**** Material for the task ****

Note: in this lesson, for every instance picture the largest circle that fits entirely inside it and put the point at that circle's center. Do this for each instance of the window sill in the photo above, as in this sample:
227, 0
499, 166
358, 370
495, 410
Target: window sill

****

Task requirements =>
Reproduce every line of the entries above verbatim, keeping their order and punctuation unchanged.

Solved exercise =>
Note: in this lesson, for every instance picture the largest circle that fits entirely inside it and put the point at that circle's center. Do this for each instance of the window sill in the photo above, as in this sample:
227, 0
499, 166
358, 370
495, 410
Target: window sill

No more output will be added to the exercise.